Boundary labeling items
>>>>>
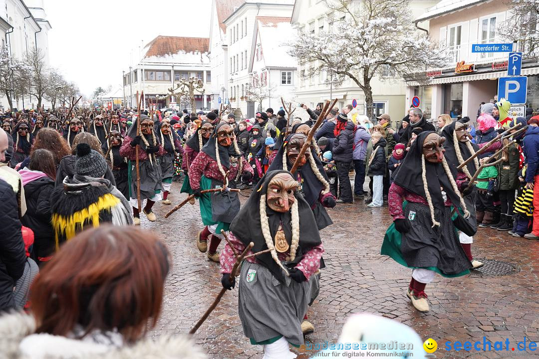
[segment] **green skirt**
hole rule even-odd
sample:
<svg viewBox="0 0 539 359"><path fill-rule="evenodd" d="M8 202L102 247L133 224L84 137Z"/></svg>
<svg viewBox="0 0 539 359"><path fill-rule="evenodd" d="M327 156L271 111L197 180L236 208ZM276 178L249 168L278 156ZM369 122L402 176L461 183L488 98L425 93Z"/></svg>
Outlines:
<svg viewBox="0 0 539 359"><path fill-rule="evenodd" d="M185 180L184 180L184 183L185 182ZM189 188L190 189L190 186ZM211 189L211 179L202 176L202 178L201 178L201 191ZM202 195L198 198L198 203L200 205L201 208L201 216L202 217L202 223L205 226L217 224L217 228L215 230L216 233L220 233L222 229L227 232L229 231L230 223L224 222L216 222L213 220L211 209L211 195L212 194L212 192L203 193Z"/></svg>

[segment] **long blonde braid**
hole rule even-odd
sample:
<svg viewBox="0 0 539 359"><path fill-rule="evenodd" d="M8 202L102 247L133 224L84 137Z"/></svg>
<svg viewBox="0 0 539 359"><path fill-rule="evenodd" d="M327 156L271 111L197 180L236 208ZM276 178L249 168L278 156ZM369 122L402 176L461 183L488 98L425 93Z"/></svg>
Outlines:
<svg viewBox="0 0 539 359"><path fill-rule="evenodd" d="M431 220L432 221L432 228L434 226L440 226L440 222L437 222L434 219L434 206L432 205L432 199L431 198L431 194L429 192L429 185L427 184L427 169L425 166L425 156L421 155L421 178L423 180L423 190L425 191L425 196L427 198L427 203L429 204L429 209L431 211Z"/></svg>
<svg viewBox="0 0 539 359"><path fill-rule="evenodd" d="M464 203L464 199L462 196L460 195L460 192L459 191L459 188L457 186L457 182L455 182L455 179L453 178L453 175L451 174L451 170L449 168L449 165L447 164L447 161L445 160L445 157L442 159L441 161L442 164L444 165L444 169L445 170L445 174L447 175L447 178L449 178L449 181L451 184L451 186L453 187L453 190L455 191L455 193L457 195L459 196L459 199L460 201L460 207L462 208L462 210L464 211L464 218L468 218L470 216L470 213L468 212L468 209L466 208L466 204ZM453 203L453 206L455 206L456 203Z"/></svg>
<svg viewBox="0 0 539 359"><path fill-rule="evenodd" d="M273 245L273 241L271 238L271 233L270 231L270 223L268 222L267 215L266 214L266 195L262 194L260 196L260 203L259 205L260 214L260 229L262 230L262 235L264 236L264 240L266 241L266 245L268 249L271 251L272 258L275 261L279 266L285 272L287 276L290 276L288 271L282 265L281 261L277 257L277 251Z"/></svg>

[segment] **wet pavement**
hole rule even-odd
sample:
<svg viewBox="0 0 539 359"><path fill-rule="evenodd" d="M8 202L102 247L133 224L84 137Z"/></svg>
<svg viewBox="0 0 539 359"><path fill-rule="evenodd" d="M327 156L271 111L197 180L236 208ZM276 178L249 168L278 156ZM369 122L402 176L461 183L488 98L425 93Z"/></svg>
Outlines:
<svg viewBox="0 0 539 359"><path fill-rule="evenodd" d="M218 263L211 262L195 244L197 231L203 227L198 202L188 203L164 218L185 199L179 188L173 184L169 196L172 205L156 203L156 222L141 216L142 227L161 234L172 257L161 318L149 333L153 336L188 333L222 287ZM242 202L246 199L240 198ZM347 317L362 312L410 326L421 338L438 341L439 348L447 341L482 342L483 337L492 342L508 339L516 343L524 337L528 342L539 342L539 241L480 229L472 245L474 257L510 263L512 273L492 276L474 271L454 279L437 276L425 288L431 310L420 313L405 293L411 271L379 254L391 223L388 207L371 208L356 198L354 204L337 205L328 213L334 224L321 232L327 268L322 273L320 294L307 313L316 328L308 337L312 342L334 342ZM489 262L489 268L495 263ZM243 335L237 289L225 294L195 335L209 357L262 356L261 347L251 345ZM296 351L300 358L310 356L304 348ZM531 357L533 353L513 352L509 348L480 352L439 349L436 354L438 358L524 358Z"/></svg>

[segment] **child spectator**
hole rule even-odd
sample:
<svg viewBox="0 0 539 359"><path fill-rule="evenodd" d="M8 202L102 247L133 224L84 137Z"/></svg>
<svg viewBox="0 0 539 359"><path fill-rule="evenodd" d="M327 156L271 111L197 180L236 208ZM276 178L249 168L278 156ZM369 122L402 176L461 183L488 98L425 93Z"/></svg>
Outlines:
<svg viewBox="0 0 539 359"><path fill-rule="evenodd" d="M369 207L382 207L384 204L384 175L385 174L385 151L387 142L382 133L373 132L371 136L372 142L372 153L367 164L369 175L372 176L372 201Z"/></svg>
<<<<<
• **WRITTEN EXERCISE**: Copy out, unchanged, the lines of the listing above from the line with "[segment] **wet pavement**" through the line with "263L211 262L195 244L197", both ends included.

• **FINISHED ANSWER**:
[segment] **wet pavement**
hole rule even-odd
sample:
<svg viewBox="0 0 539 359"><path fill-rule="evenodd" d="M8 202L102 247L133 224L84 137Z"/></svg>
<svg viewBox="0 0 539 359"><path fill-rule="evenodd" d="M327 156L271 111L197 180L236 208ZM276 178L249 168L278 156ZM369 122L402 176L461 183L488 98L425 93Z"/></svg>
Outlines:
<svg viewBox="0 0 539 359"><path fill-rule="evenodd" d="M218 263L211 262L195 244L197 231L203 227L198 202L188 203L164 218L185 199L179 188L173 184L169 196L172 205L156 203L156 222L141 216L142 227L161 234L172 257L161 318L149 333L153 336L188 333L222 287ZM242 202L246 199L240 198ZM347 317L362 312L410 326L421 338L438 341L439 348L447 341L482 342L483 337L492 342L508 339L516 343L524 337L528 342L539 342L539 241L480 229L472 245L474 257L510 263L512 273L492 276L474 271L454 279L437 276L425 288L431 310L420 313L405 293L411 271L379 254L391 223L388 207L371 208L356 198L354 204L337 205L328 213L334 224L321 232L327 268L322 273L320 294L307 313L316 328L308 337L312 342L334 342ZM489 262L489 268L495 263ZM243 335L237 289L225 294L195 335L209 357L262 356L261 347L251 345ZM296 351L300 358L310 356L304 348ZM531 357L533 353L513 352L509 348L480 352L439 349L436 354L438 358L524 358Z"/></svg>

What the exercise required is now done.